■ Text excerpt ■
· · · · ·
Since part of the vision for CHURCH! is bringing together young talent with veteran artists to build community, expand opportunity, and elevate the scene collectively, I was excited to hear that Universal Zulu Nation/206 Zulu ambassador and co-host of LA-based internet radio show Hip Hop Philosophy w/ A.C the Program Director, my sister Cassandra Williams was inspired by these two artists. "I haven't been to a show in a very long time here in Seattle because I believe that a lot of folks just played themselves out (over-saturated the shows). I caught wind of Dex Amora through a video Julie posted on her Facebook wall. I was blown away. I appreciate people that take pride in their craft and aren't busy trying to exploit every opportunity and every cent. It's very refreshing to see young Black men in Seattle understand what real Hip Hop music is," Cassandra said, "I at one point thought that hope was lost for this next generation. I was proven wrong by attending this show. It's amazing seeing Dex and Dil stand up and do it right, they've given me hope." Listen to one of Cassandra's shows, featuring an all Seattle line up here, and tune in regularly live Mondays and Wednesdays. Now back to the night.


Zeta, caked up.
During our transition, we played some more off of Super Android, while Shark Tooth Dentures, Revels, J'Von, Rico and Araless dropped some freestyles, then we kicked off the next set with a special surprise for our honoured birthday guest Zeta Barber: a Bump Local cake, baked by the homegirl Jessica Diaz, with edible lettering by Sista Hailstorm. Zeta is one of those selfless forces in the community that been putting it in for the ENTIRE town for a grip, be it through his graphic designs and support for local urban arts youth organizations, his screen-printing, his All City Chop mixtape series, spinning for events like The New High on Mondays at Capitol Hill Cider, Free Hip Hop Thursdays at Columbia City Theater,  Free Hip Hop Fridays at Vermillion, and so much more, so we were happy to help bring in a new revolution around the sun for this integral part of the 206 scene. Zeta's set got people up and dancing, blending raw Hip Hop rhythms and samples with a pinch of electronic bass, and a "Tender Love" flip that was off the chain. Hearing Alpha Platoon emcee Jack Gaffle sprinkle one of the tracks with his spit-fire ferocity wrapped up the set nicely. Thanks for celebrating your birthday with us at CHURCH! Zeta.
· · · · ·
■ Dataset rows ■
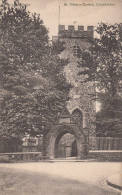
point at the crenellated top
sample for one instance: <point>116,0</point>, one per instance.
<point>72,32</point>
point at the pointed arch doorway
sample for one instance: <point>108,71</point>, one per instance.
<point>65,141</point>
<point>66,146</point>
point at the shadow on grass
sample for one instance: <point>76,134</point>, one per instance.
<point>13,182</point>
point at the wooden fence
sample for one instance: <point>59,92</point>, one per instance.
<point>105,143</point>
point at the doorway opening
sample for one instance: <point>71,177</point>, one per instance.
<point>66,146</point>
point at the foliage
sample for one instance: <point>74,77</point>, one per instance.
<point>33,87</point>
· · · · ·
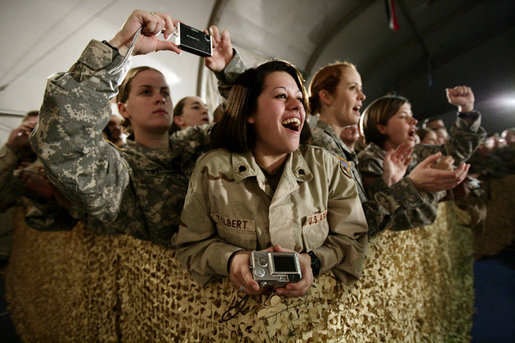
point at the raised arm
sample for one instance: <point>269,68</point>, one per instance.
· · · · ·
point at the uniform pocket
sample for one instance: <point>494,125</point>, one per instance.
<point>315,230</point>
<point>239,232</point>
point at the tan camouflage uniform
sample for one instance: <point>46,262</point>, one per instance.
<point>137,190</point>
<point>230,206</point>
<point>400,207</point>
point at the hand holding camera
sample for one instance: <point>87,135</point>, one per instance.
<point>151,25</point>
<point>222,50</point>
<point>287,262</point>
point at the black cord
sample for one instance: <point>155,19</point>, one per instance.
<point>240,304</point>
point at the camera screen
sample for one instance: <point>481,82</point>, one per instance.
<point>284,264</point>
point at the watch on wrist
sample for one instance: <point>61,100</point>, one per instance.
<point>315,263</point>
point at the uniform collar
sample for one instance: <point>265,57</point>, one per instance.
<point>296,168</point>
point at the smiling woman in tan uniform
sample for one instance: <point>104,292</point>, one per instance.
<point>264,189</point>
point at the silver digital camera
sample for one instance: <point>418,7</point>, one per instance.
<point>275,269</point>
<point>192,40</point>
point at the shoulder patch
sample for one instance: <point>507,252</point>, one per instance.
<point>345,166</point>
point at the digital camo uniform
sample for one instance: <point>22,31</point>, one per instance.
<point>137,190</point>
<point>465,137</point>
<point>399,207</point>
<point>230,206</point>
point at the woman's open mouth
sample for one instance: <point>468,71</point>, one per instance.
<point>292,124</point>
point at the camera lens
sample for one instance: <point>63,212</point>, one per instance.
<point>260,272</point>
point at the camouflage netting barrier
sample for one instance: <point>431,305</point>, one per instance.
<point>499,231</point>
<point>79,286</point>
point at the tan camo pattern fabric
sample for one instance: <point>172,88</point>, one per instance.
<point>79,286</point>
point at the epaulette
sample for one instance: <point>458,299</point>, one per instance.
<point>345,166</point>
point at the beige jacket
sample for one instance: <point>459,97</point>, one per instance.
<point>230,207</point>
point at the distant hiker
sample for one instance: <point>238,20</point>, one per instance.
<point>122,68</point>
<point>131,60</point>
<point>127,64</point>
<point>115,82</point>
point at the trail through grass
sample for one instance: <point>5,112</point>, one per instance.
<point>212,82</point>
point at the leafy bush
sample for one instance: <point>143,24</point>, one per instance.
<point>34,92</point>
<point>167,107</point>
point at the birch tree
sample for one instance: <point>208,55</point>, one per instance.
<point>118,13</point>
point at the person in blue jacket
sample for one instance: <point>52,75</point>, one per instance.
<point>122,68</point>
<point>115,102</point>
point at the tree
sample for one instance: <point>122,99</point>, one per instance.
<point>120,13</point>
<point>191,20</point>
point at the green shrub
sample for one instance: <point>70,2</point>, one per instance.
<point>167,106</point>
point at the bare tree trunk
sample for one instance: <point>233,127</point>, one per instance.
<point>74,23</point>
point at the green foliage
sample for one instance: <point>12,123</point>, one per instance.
· · · · ·
Carry on the account of the CHURCH! night from the point where it stops. The lines have nothing to do with the text about the CHURCH! show.

■ Answer to this exercise ■
Laura Piece
The final performer of the night was Seattle Hip Hop pioneer Laura Piece, a formative force in the scene not only in music but also in the early years of the Hip Hop education movement, bringing Hip Hop into classrooms across the city before such things were acceptable and popular. A former Def Jam Poet, a city arts commissioner, writer and star of her own play, and a woman with a permanent exhibit in the EMP who's opened up for the Dalai Lama himself, Piece is a powerhouse fueled by original b-girl soul. We were lucky to have her grace our space. She gave us a sneak peak off her brand new upcoming album The War is Over performing melodic tracks, many of which she produced herself, also bringing town OG KingDro up the mic for a track. Check the first single and title track "The War is Over".  



Gregory Lewis
Following Piece, Gregory Lewis, of 206 Zulu/21st Century Martial Arts and of course, the All Power to the Positive Podcast, took to the mic to spread the word about what is going down at Horace Mann School in the heart of the CD. Informing the crowd of the community-led effort to reclaim space for culturally-competent education and youth service, he told us that Africatown, a coalition of 18 organizations who made Horace Mann home this summer and have served over 500 youth in the process through Hip Hop, culture, education, fashion, dance programs, and more, is facing eviction from the Seattle Public School District to reopen NOVA, despite the fact that the NOVA community is supportive of Africatown's presence. Please learn more about this struggle for self-determination, and ways you can help by staying in the loop about what's happening. Things are developing rapidly! Check out www.more4mann.blogspot.com for updates, and email more4mann@gmail.com to get on the mailing list.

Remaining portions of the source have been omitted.